Restrict the output to the lines below starting at the one that contains "Indicate every instance of the beige" and ending at the one that contains "Indicate every instance of the chromed", and restate them word for word, both ends included.

INPUT FOR THIS TASK:
━━━━━━━━━━━━━━━━
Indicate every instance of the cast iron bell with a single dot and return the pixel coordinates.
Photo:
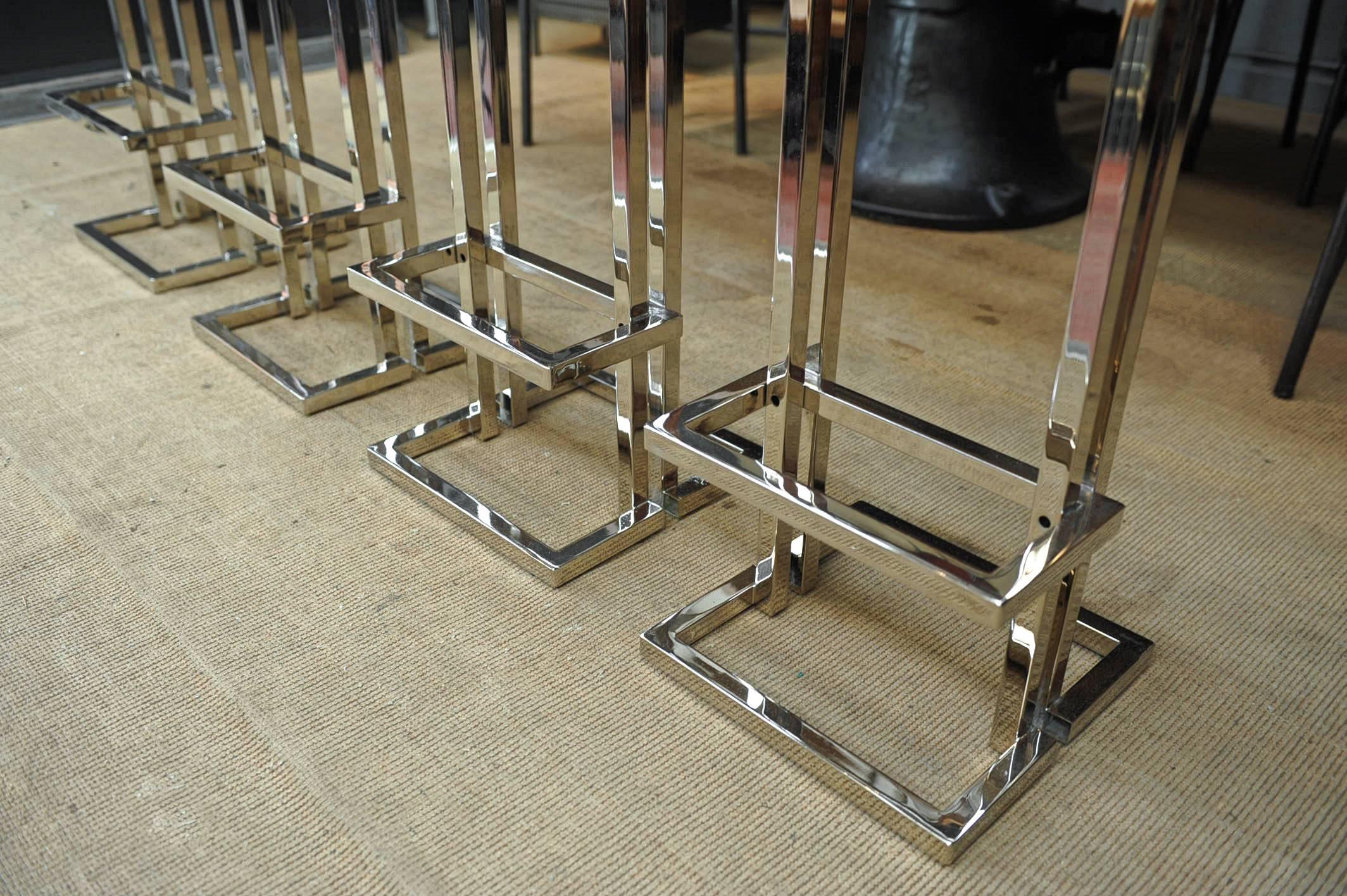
━━━━━━━━━━━━━━━━
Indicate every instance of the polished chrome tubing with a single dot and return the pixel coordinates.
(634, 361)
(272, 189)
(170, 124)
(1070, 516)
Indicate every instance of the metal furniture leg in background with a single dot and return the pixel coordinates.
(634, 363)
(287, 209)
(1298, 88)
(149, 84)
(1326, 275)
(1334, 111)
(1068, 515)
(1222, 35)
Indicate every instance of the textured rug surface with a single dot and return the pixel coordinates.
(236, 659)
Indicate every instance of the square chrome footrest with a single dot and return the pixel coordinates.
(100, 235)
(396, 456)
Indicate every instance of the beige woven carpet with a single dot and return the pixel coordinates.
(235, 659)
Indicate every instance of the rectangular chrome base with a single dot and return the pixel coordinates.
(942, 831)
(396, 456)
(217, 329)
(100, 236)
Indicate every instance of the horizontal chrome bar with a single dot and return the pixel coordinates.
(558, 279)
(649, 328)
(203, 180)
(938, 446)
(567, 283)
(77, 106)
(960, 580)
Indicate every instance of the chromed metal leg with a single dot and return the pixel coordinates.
━━━━━━━━━━━━━━━━
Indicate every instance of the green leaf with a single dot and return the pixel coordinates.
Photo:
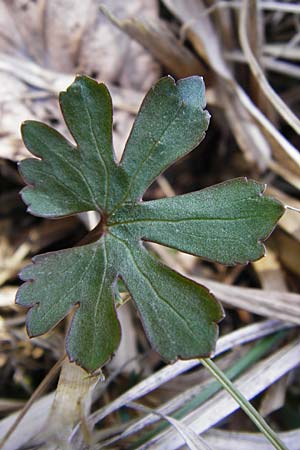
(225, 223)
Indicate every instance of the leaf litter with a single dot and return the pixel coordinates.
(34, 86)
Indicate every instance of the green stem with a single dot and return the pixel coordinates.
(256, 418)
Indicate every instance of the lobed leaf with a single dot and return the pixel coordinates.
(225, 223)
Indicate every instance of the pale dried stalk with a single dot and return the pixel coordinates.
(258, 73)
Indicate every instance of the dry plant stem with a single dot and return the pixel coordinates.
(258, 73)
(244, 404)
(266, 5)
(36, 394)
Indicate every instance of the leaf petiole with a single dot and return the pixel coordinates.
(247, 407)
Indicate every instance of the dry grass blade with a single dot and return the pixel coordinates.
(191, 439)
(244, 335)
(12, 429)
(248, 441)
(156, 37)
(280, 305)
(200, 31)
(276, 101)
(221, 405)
━━━━━━━━━━━━━━━━
ANSWER SECTION:
Indicate every instance of the beige woven carpet with a single dot and return the pixel coordinates.
(235, 659)
Indicate every instance of the rectangular chrome base with a single dot and return the pixel coordinates.
(942, 831)
(396, 456)
(217, 329)
(100, 236)
Indicate every instance of the horizontal chrome bar with a single dot and return the pixel coordinates.
(558, 279)
(649, 328)
(203, 180)
(938, 446)
(567, 283)
(77, 106)
(960, 580)
Indicate every instance of the chromed metal leg with a single dot and return the pixel coordinates.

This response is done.